• [What needs to be done]: Print the data exactly as it is given, please.
----------
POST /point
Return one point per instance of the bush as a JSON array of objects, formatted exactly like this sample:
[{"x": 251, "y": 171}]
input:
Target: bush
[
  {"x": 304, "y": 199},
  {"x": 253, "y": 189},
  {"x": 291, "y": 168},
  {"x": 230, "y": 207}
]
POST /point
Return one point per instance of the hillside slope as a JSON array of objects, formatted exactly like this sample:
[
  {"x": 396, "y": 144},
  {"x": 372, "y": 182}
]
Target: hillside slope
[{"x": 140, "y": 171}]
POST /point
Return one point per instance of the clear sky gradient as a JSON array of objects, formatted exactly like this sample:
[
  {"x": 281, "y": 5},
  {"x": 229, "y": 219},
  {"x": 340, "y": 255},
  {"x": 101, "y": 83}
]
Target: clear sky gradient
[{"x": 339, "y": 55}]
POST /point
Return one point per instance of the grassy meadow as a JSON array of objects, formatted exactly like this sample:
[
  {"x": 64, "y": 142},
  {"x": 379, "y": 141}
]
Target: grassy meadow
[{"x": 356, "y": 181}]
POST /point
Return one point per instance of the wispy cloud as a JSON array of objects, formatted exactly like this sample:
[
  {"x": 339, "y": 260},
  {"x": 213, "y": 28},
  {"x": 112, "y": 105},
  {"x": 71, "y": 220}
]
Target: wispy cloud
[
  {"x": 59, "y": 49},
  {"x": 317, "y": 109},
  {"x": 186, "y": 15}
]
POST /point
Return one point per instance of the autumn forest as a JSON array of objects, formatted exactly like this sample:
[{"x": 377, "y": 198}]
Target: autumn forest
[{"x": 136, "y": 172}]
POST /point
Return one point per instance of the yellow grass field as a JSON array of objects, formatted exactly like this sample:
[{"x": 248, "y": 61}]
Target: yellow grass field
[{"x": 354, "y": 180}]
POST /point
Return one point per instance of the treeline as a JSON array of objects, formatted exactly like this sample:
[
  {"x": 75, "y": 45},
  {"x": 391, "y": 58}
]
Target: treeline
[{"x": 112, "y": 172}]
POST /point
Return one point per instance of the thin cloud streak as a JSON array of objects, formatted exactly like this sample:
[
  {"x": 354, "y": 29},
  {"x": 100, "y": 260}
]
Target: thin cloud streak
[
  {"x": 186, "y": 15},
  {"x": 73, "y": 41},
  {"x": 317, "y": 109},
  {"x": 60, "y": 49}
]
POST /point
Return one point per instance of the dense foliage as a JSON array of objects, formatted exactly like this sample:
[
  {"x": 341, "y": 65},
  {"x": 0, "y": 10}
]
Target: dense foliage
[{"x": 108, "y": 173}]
----------
• [Result of the exercise]:
POST /point
Return one point per instance of the bush as a JSON array of objects, formatted exactly like this sample:
[{"x": 251, "y": 171}]
input:
Target: bush
[
  {"x": 304, "y": 199},
  {"x": 253, "y": 189},
  {"x": 291, "y": 168},
  {"x": 230, "y": 207}
]
POST /point
Return one point per instance of the hillside slope as a JSON array of objects, formatted exactly like this sample:
[
  {"x": 396, "y": 144},
  {"x": 372, "y": 182}
]
Target: hillside slope
[{"x": 140, "y": 171}]
POST /point
Return one point per instance of the clear sky gradient as a JSON array of objects, formatted exactly like this sample:
[
  {"x": 281, "y": 5},
  {"x": 229, "y": 219},
  {"x": 340, "y": 255},
  {"x": 101, "y": 83}
]
Target: clear sky gradient
[{"x": 339, "y": 55}]
POST /point
Return one point per instance of the grassy meadow as a JSON array of objects, formatted exactly like this sample:
[
  {"x": 64, "y": 142},
  {"x": 379, "y": 141}
]
Target: grassy meadow
[{"x": 356, "y": 181}]
POST /point
Return one point per instance of the wispy cloud as a JSON array of objects, formatted exactly like this sample:
[
  {"x": 339, "y": 260},
  {"x": 213, "y": 28},
  {"x": 112, "y": 105},
  {"x": 71, "y": 220}
]
Target: wispy cloud
[
  {"x": 59, "y": 49},
  {"x": 317, "y": 109},
  {"x": 186, "y": 15}
]
POST /point
Return one point per instance of the autumn forest as a JSON array of objects, formatted exactly like this sample:
[{"x": 377, "y": 198}]
Target: autumn forest
[{"x": 136, "y": 172}]
POST /point
Return one point per instance of the yellow grass field as a JSON array of objects, formatted exactly like this sample:
[{"x": 248, "y": 61}]
Target: yellow grass field
[{"x": 354, "y": 180}]
POST /point
Return one point per instance of the treeline as a JSON array of objects, formatted exactly like this sample:
[
  {"x": 75, "y": 45},
  {"x": 391, "y": 58}
]
Target: treeline
[{"x": 112, "y": 172}]
POST /point
Return one point per instance of the thin cloud streak as a JSON array of objects, formatted exactly like this sample:
[
  {"x": 354, "y": 29},
  {"x": 100, "y": 260}
]
Target: thin cloud streak
[
  {"x": 186, "y": 15},
  {"x": 73, "y": 41},
  {"x": 317, "y": 109},
  {"x": 60, "y": 49}
]
POST /point
Return one point per instance of the dense foliage as a JSON array of objects, formatted exactly like this sample:
[
  {"x": 341, "y": 65},
  {"x": 0, "y": 10}
]
Target: dense foliage
[{"x": 108, "y": 173}]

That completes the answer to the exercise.